PROBLEMS AND TASKS
1. In the thread about puppet-vswitch, how is the bridge configured when the physical interface exists but has no link?
2. Name every person mentioned by name in the puppet-vswitch thread.
3. Resume the puppet-vswitch thread by writing the next reply after its last sentence.

EXCERPT TO READ
####

This looks to me like something that puppet-vswitch provider should be handling. Gilles, you have worked on that area before, any thoughts, or am I off base here?
(In reply to Kambiz Aghaiepour from comment #5) > Note that my deployment is OSP5. The vswitch providers have changed between OSP5 and OSP6 and depending on OSP5 version as well, fixing earlier bugs. (In reply to Jason Guiditta from comment #6) > This looks to me like something that puppet-vswitch provider should be > handling. I'm not sure such scenario, as described in comment #0, is covered by OFI. The vswitch providers vs_bridge/vs_port when defined will create an OVS bridge and attach a port (interface) to it, making it resilient by adding ifcfg accordingly. This is normally happening by default on a neutron network l3 agent. The rest is beyond vswitch scope.
We are seeing it multiple times on HA controller nodes on node reboot. Need to bump its priority to be fixed in A2.
From what I understand about the initial problem's description, there is no issue here, unless other behaviour is expected from either puppet-vswitch or OFI, in which case I'd suggest to create an RFE accordingly. The puppet-vswitch actual default behaviour is: If the physical interface to be attached to the bridge exists but has no link (interface is down) then the bridge is configured with DHCP because there is no IP address to transfer over from the physical interface. On the contrary if the link is up, the existing physical interface's configuration is associated to the bridge configuration, whether it's static or dynamic. In all cases at the end of the process no IP address (neither static or dynamic) is available the physical interface. This behaviour might be confusing especially when no IP address is desired on the physical address. (In reply to arkady kanevsky from comment #8) > We are seeing it multiple times on HA controller nodes on node reboot. > Need to bump its priority to be fixed in A2. Is it, after reboot, a bridge interface ends up defined as DHCP but expected as static? If yes the assign an IP to the physical interface before hand. If no, could you please provide more information and describe in details what you're seeing and what's expected.

####

DATA SECTION

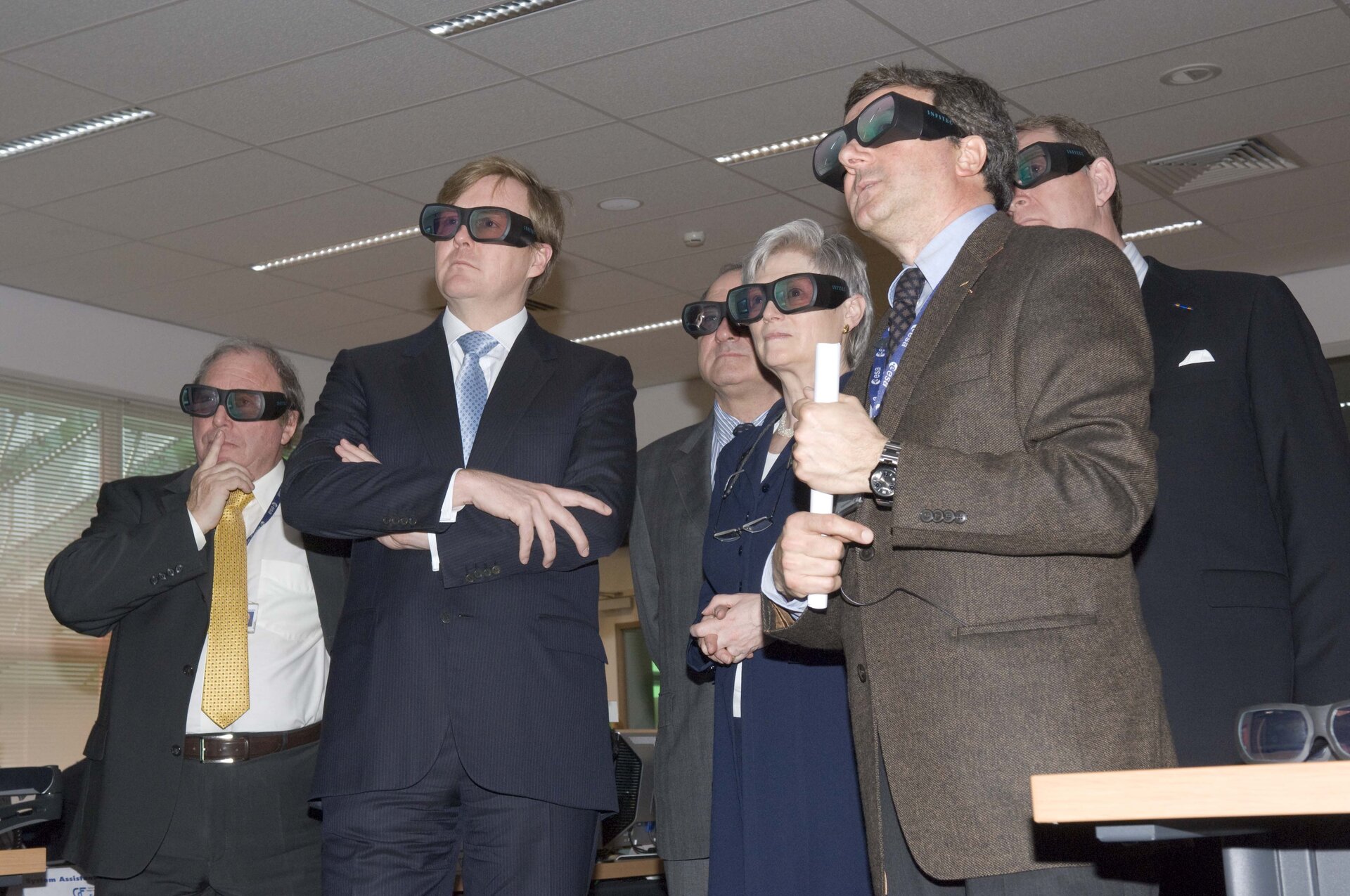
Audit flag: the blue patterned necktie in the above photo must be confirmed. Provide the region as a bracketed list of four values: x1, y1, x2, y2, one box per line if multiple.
[455, 330, 497, 465]
[886, 267, 925, 359]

####

RESPONSES IN ORDER
1. The bridge is configured with DHCP.

2. Gilles, Kambiz Aghaiepour, Jason Guiditta, arkady kanevsky

3.
We are seeing the following. After the install is completed, the interfaces information for IP is removed and not set to DHCP. We discovered this on reboot, the interface did not come up and connectivity is not there. We do not know when it happens.
Addressing comments 7 & 9. I have been using OFI in support of the Dell solution for several releases. #7 Can you explain "I'm not sure such scenario, as described in comment #0, is covered by OFI." since I've been doing this for a while. If it is having separate NIC for tenant and L3 I show you it. #9 The br-ex is not starting. That is a problem. This is the discussion Jay and I had on it. As Jay said in comment 0 > So, on the first run, it will resolve to ovs_tunnel_iface, and once > the IP is moved, it should use external_network_bridge. I question what the tunnel interface would be expecting tunnel traffic on the external bridge. As I said, my config keeps these on separate NICs as we have been doing since OSP3.
Could you please provide: The configuration of the network interfaces prior and after installation The openstack configuration used for installation.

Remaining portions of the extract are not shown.